▶ _Goal_:
Recast the listing below as a Markdown table with the columns "Row" and "Entry," giving each line its own numbered row and leaving out blank lines. Leave the pictures out of the table.

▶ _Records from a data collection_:
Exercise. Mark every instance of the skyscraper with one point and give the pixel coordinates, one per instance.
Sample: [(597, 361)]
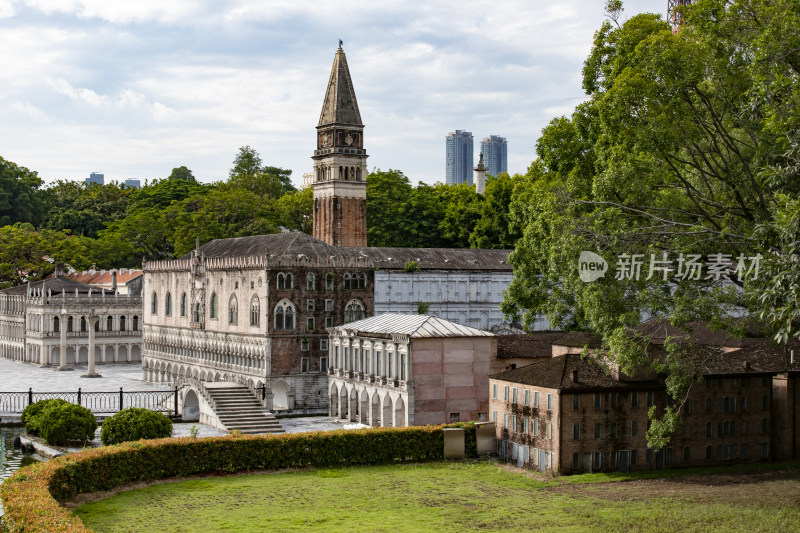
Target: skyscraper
[(459, 158), (495, 154)]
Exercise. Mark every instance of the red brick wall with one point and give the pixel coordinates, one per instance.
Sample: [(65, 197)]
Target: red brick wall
[(341, 226)]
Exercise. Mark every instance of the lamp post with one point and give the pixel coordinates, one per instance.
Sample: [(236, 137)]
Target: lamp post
[(63, 347), (92, 319)]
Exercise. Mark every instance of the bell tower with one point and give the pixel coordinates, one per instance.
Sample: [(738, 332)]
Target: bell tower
[(340, 163)]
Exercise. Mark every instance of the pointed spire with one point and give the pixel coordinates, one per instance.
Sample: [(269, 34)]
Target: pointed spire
[(340, 106)]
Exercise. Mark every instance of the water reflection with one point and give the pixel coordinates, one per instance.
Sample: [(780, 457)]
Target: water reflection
[(11, 458)]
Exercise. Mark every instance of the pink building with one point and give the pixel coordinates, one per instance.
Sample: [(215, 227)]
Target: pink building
[(404, 370)]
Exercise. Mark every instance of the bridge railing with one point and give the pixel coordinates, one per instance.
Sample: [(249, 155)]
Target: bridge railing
[(105, 402)]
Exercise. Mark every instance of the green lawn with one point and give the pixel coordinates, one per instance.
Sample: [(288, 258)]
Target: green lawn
[(477, 496)]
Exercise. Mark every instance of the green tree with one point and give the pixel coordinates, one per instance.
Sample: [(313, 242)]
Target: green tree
[(181, 173), (295, 210), (387, 193), (246, 163), (462, 211), (29, 255), (84, 209), (686, 146), (20, 200), (494, 229)]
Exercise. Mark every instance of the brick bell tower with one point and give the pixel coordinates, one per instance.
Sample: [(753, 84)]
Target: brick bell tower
[(340, 163)]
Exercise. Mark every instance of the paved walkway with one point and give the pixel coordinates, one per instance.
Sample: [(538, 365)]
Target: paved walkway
[(19, 377)]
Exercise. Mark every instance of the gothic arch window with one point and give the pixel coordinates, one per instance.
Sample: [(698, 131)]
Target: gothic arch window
[(284, 315), (255, 311), (213, 307), (354, 310), (233, 310)]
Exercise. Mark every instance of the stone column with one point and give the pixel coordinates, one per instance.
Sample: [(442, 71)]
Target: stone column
[(62, 351), (92, 319)]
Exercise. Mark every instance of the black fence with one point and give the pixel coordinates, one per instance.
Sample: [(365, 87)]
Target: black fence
[(163, 401)]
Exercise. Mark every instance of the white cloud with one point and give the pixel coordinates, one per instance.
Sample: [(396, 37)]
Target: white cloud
[(136, 88)]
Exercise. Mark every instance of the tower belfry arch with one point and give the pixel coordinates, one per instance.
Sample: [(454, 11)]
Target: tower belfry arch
[(340, 163)]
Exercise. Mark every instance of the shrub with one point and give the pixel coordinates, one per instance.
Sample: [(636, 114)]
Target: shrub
[(31, 414), (135, 423), (30, 496), (62, 423)]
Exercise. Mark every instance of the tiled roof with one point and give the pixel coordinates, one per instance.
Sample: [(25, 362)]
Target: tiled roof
[(415, 326), (294, 244), (579, 339), (340, 105), (54, 285), (556, 373), (533, 345), (437, 258), (700, 333), (104, 277)]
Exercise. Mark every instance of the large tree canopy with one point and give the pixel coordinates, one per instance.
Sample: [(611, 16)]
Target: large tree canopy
[(19, 201), (681, 171)]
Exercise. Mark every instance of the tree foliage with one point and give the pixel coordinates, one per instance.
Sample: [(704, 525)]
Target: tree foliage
[(688, 146)]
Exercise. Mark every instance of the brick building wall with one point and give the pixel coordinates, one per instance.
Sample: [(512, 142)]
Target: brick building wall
[(726, 420)]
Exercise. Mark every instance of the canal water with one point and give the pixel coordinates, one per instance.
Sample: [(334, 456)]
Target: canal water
[(11, 459)]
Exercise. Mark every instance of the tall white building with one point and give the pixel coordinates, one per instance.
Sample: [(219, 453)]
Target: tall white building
[(495, 154), (458, 158)]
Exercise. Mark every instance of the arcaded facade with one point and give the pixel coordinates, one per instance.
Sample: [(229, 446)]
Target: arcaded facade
[(568, 415), (40, 320), (405, 370)]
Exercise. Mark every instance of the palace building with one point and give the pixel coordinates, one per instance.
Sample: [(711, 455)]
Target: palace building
[(47, 322), (256, 310)]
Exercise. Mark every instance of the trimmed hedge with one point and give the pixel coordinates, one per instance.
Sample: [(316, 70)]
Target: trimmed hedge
[(135, 423), (31, 415), (30, 497), (61, 424)]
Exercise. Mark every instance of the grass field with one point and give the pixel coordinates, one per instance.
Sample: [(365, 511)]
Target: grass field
[(478, 496)]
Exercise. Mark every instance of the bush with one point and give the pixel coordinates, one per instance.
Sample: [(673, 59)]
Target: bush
[(31, 414), (135, 423), (30, 497), (62, 423)]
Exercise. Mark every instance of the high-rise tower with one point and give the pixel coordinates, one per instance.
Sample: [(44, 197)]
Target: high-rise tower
[(458, 158), (340, 163), (494, 150)]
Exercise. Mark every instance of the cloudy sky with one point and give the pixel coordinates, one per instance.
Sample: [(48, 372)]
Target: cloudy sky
[(135, 88)]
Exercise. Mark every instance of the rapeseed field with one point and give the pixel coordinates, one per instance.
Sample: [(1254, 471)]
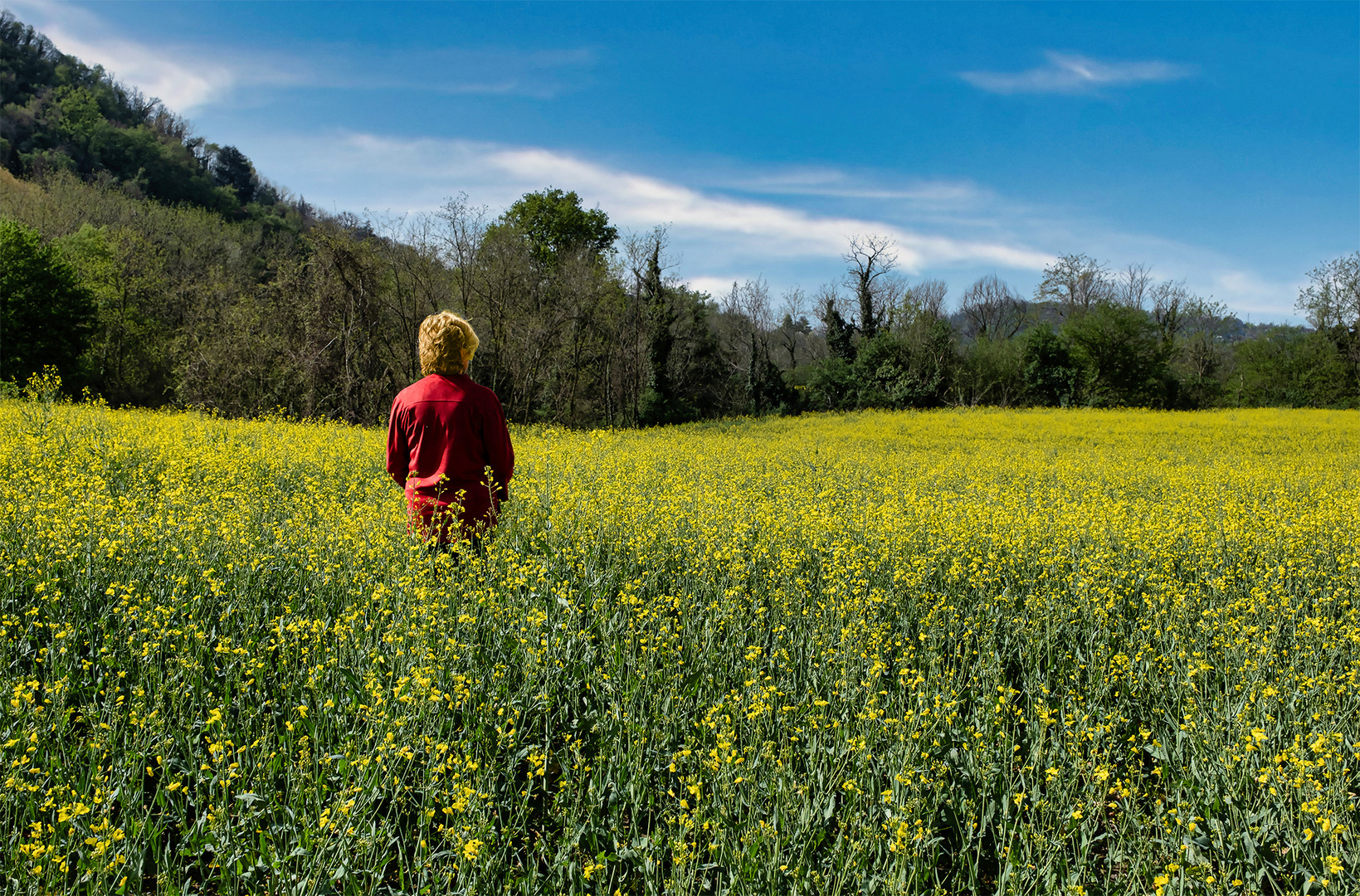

▶ _Task response_:
| Row | Entry |
|---|---|
| 1 | Exercise. Mark every instance of the skyscraper with one point and give the pixel coordinates, one per instance. |
| 2 | Sample: [(597, 361)] |
| 3 | Target: skyscraper |
| 4 | [(459, 158), (495, 154)] |
| 5 | Exercise. Mark every instance of the red brick wall with one point and give the pixel coordinates, one per instance. |
| 6 | Sample: [(65, 197)] |
| 7 | Target: red brick wall |
| 8 | [(341, 226)] |
| 9 | Exercise. Mark every instance of the lamp post with one point and give the pixel coordinates, one per instance. |
| 10 | Sample: [(236, 137)] |
| 11 | Target: lamp post |
| 12 | [(63, 347), (92, 319)] |
| 13 | Exercise. Mark every instance of the bell tower with one point and give the pixel coordinates, one per instance. |
| 14 | Sample: [(738, 332)] |
| 15 | Target: bell tower |
| 16 | [(340, 163)] |
| 17 | Exercise. Mark every instance of the pointed spire with one point and give the pixel coordinates, one per instance. |
| 18 | Sample: [(269, 34)] |
| 19 | Target: pointed spire |
| 20 | [(340, 106)] |
| 21 | Exercise. Mark every instance of the water reflection with one point and give the pixel coordinates, one per instance. |
| 22 | Sample: [(780, 457)] |
| 23 | Target: water reflection |
| 24 | [(11, 458)] |
| 25 | Exercise. Mark every instance of the pink building with one point and give the pixel coordinates, one per instance. |
| 26 | Sample: [(215, 227)] |
| 27 | Target: pink building |
| 28 | [(404, 370)] |
| 29 | Exercise. Mark every instance of the bridge railing with one point and give the pixel coordinates, one per instance. |
| 30 | Sample: [(249, 155)] |
| 31 | Target: bridge railing |
| 32 | [(105, 402)] |
| 33 | Exercise. Mark every instance of the green lawn with one point and give the pixel coordinates, one per instance. |
| 34 | Sample: [(288, 258)] |
| 35 | Target: green lawn |
| 36 | [(477, 496)] |
| 37 | Exercise. Mark every instance of the green tree with one point and give the pixel coordinates, one per instance. |
| 38 | Sample: [(313, 242)] |
| 39 | Target: green tree |
| 40 | [(181, 173), (295, 210), (387, 193), (246, 163), (462, 211), (29, 255), (84, 209), (686, 146), (20, 200), (494, 229)] |
| 41 | Exercise. Mark every instance of the brick bell tower with one point and give the pixel coordinates, one per instance. |
| 42 | Sample: [(753, 84)] |
| 43 | Target: brick bell tower |
| 44 | [(340, 163)] |
| 45 | Exercise. Mark every instance of the paved walkway with one point and give the pixel coordinates, one per instance. |
| 46 | Sample: [(538, 365)] |
| 47 | Target: paved walkway |
| 48 | [(19, 377)] |
| 49 | Exercise. Mark every instance of the gothic arch window with one point and give the pixel coordinates, one per instance. |
| 50 | Sample: [(698, 131)] |
| 51 | Target: gothic arch window |
| 52 | [(284, 315), (255, 311), (213, 307), (354, 310), (233, 310)] |
| 53 | Exercise. Mark every instance of the stone column with one point and give the pixel coordinates, one per instance. |
| 54 | Sample: [(442, 71)] |
| 55 | Target: stone column |
| 56 | [(62, 351), (92, 319)] |
| 57 | Exercise. Mark every instance of the black fence with one point and give the pixel coordinates, one per instance. |
| 58 | Sample: [(365, 87)] |
| 59 | Target: black fence |
| 60 | [(163, 401)] |
| 61 | Exercise. Mark every instance of the white cloud with one point and give the pixel coordinates, one per instance. |
| 62 | Sample: [(396, 37)] |
| 63 | Target: white cloud |
| 64 | [(136, 88)] |
| 65 | Exercise. Mark every instance of the tower belfry arch with one point and give the pixel coordinates, one per instance. |
| 66 | Sample: [(454, 11)] |
| 67 | Target: tower belfry arch |
| 68 | [(340, 163)] |
| 69 | Exercise. Mark every instance of the shrub with one point and give the pixel coordinates, one per instance. |
| 70 | Sample: [(636, 114)] |
| 71 | Target: shrub |
| 72 | [(31, 414), (135, 423), (30, 496), (62, 423)] |
| 73 | Exercise. Mark every instance of the tiled roof with one point and give the pixel coordinates, one per instance. |
| 74 | Sample: [(25, 362)] |
| 75 | Target: tiled roof |
| 76 | [(415, 326), (294, 244), (579, 339), (340, 105), (54, 285), (556, 373), (533, 345), (437, 258), (700, 333), (104, 277)] |
| 77 | Exercise. Mark every instance of the large tree canopy with one point and give the pixel coordinates, one per instance. |
| 78 | Sample: [(611, 16)] |
| 79 | Target: large tree canopy |
| 80 | [(19, 201), (681, 171)] |
| 81 | Exercise. Mark every instance of the tree foliage with one point and give the pixel coordinates, one per instance. |
| 82 | Sample: [(704, 525)] |
| 83 | Target: tree foliage |
| 84 | [(688, 146)] |
| 85 | Exercise. Mark every instance of the brick building wall with one point and give the pixel coordinates, one per instance. |
| 86 | Sample: [(512, 142)] |
| 87 | Target: brick building wall |
| 88 | [(726, 420)] |
| 89 | Exercise. Mark every instance of the canal water with one point and give the pixel coordinates, one per instance. |
| 90 | Sample: [(334, 456)] |
| 91 | Target: canal water |
| 92 | [(11, 459)] |
| 93 | Exercise. Mark every instance of the tall white building with one point and give the pixel coordinates, one per instance. |
| 94 | Sample: [(219, 453)] |
| 95 | Target: tall white building |
| 96 | [(495, 154), (458, 158)] |
| 97 | Exercise. Mark every instance of the arcaded facade with one point and give the pixel coordinates, one per instance. |
| 98 | Sample: [(229, 446)] |
| 99 | Target: arcaded facade |
| 100 | [(568, 415), (40, 320), (405, 370)] |
| 101 | Exercise. Mark every instance of the palace building with one point and give the pixel coordinates, one per instance. |
| 102 | Sample: [(711, 455)] |
| 103 | Target: palace building |
| 104 | [(47, 322), (256, 310)] |
| 105 | Exercise. Mark every instance of the trimmed hedge with one point and give the pixel coordinates, one per instance. |
| 106 | Sample: [(316, 70)] |
| 107 | Target: trimmed hedge |
| 108 | [(135, 423), (31, 415), (30, 497), (61, 424)] |
| 109 | Exercise. Mark every instance of the grass field with one point and give the pixel coordinates, one per instance. |
| 110 | Sample: [(365, 511)] |
| 111 | Target: grass field |
| 112 | [(478, 496)] |
| 113 | Exercise. Mark every instance of the bush with one point and give the pixel coordinates, one per instance. |
| 114 | Sample: [(673, 59)] |
| 115 | Target: bush |
| 116 | [(31, 414), (135, 423), (30, 497), (62, 423)] |
| 117 | Exercise. Mark every instance of the high-rise tower with one point and give the pixel coordinates, one per instance. |
| 118 | Sample: [(44, 197)] |
| 119 | Target: high-rise tower |
| 120 | [(458, 158), (340, 163), (494, 150)] |
| 121 | Exercise. Mark every instance of the cloudy sky with one point and give the pixel coordinates, one per instance. |
| 122 | Sample: [(48, 372)] |
| 123 | Target: cloudy sky |
| 124 | [(135, 88)] |
| 125 | Exercise. Mark every instance of the rapeseed field with one point and give the pixel coordinates, one per instance. |
| 126 | Sample: [(1254, 471)] |